■ WORK TO COMPLETE ■
Report every line of the records below that includes the string "umbrella".

Collection entries:
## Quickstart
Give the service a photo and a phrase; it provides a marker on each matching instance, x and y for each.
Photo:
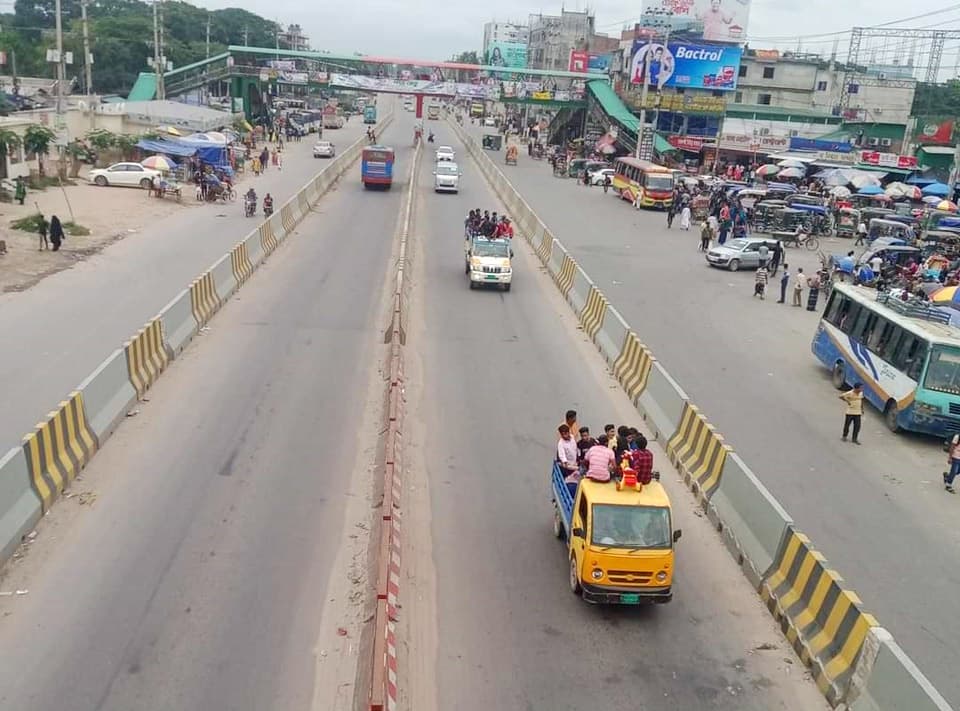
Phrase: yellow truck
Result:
(619, 539)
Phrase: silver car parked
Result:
(739, 253)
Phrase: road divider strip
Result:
(854, 661)
(34, 473)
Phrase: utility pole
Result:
(87, 68)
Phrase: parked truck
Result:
(619, 538)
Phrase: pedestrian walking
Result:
(784, 280)
(56, 233)
(760, 282)
(953, 462)
(854, 412)
(798, 285)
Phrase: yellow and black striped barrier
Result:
(632, 367)
(698, 452)
(564, 276)
(594, 311)
(146, 356)
(58, 449)
(268, 240)
(822, 620)
(287, 219)
(240, 261)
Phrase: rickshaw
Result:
(492, 141)
(879, 227)
(848, 220)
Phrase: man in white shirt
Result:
(567, 452)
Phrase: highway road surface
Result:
(204, 561)
(488, 618)
(878, 512)
(59, 330)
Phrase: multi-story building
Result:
(294, 39)
(553, 37)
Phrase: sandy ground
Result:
(109, 213)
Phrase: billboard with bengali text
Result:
(708, 20)
(685, 65)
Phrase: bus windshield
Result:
(943, 370)
(631, 526)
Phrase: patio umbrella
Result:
(938, 189)
(158, 162)
(792, 173)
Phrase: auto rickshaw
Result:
(848, 220)
(492, 141)
(879, 227)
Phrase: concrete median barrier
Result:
(20, 508)
(823, 621)
(698, 451)
(885, 678)
(108, 394)
(58, 448)
(751, 521)
(146, 356)
(661, 403)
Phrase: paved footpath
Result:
(878, 512)
(55, 333)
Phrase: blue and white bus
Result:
(906, 356)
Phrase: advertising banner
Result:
(708, 20)
(512, 55)
(684, 65)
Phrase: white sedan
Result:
(324, 149)
(127, 175)
(598, 177)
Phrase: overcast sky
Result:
(436, 29)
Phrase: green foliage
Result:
(121, 34)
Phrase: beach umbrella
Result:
(159, 162)
(792, 173)
(938, 189)
(791, 163)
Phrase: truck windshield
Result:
(631, 526)
(943, 370)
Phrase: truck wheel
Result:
(574, 577)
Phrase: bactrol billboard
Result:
(685, 65)
(709, 20)
(506, 54)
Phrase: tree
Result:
(37, 139)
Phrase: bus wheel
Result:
(890, 416)
(838, 376)
(574, 576)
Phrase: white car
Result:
(127, 175)
(324, 149)
(598, 177)
(446, 177)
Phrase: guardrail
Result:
(34, 474)
(855, 662)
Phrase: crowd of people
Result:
(487, 224)
(580, 455)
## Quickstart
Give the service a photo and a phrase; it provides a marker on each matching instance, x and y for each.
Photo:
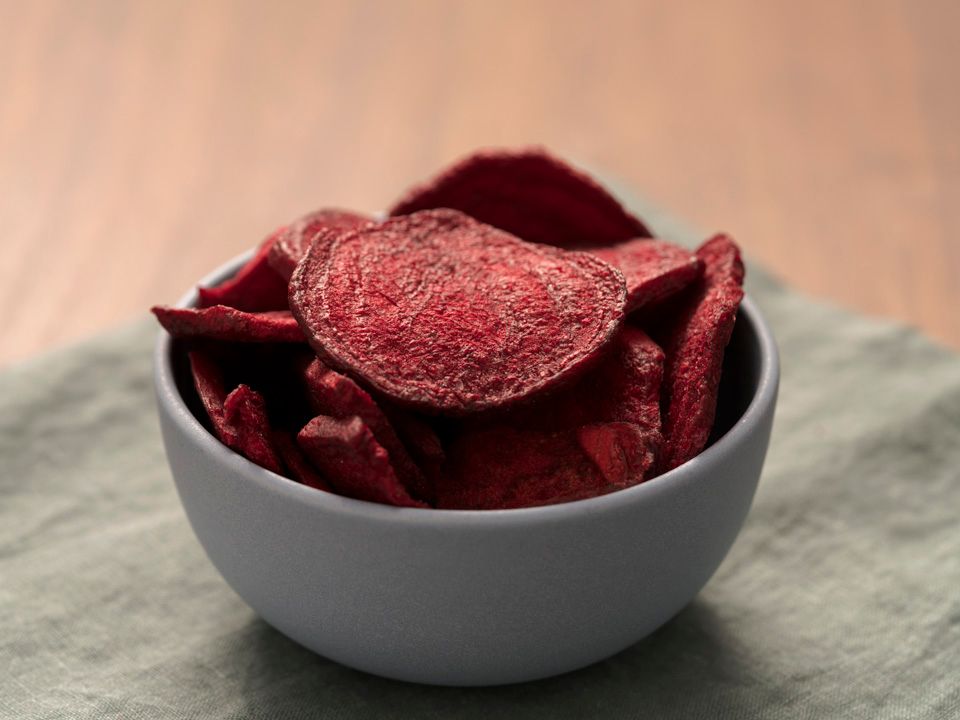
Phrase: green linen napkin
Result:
(841, 597)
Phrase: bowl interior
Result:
(749, 361)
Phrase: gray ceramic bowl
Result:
(454, 597)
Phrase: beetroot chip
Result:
(694, 342)
(422, 442)
(653, 269)
(347, 453)
(297, 464)
(503, 467)
(530, 194)
(443, 313)
(246, 413)
(622, 452)
(256, 287)
(338, 396)
(210, 385)
(624, 387)
(293, 241)
(220, 322)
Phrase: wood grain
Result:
(141, 144)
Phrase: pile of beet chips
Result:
(509, 336)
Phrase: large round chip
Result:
(444, 313)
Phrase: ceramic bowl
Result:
(455, 597)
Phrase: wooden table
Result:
(141, 144)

■ RESULT OF THE TASK ■
Phrase: patio umbrella
Phrase: beach umbrella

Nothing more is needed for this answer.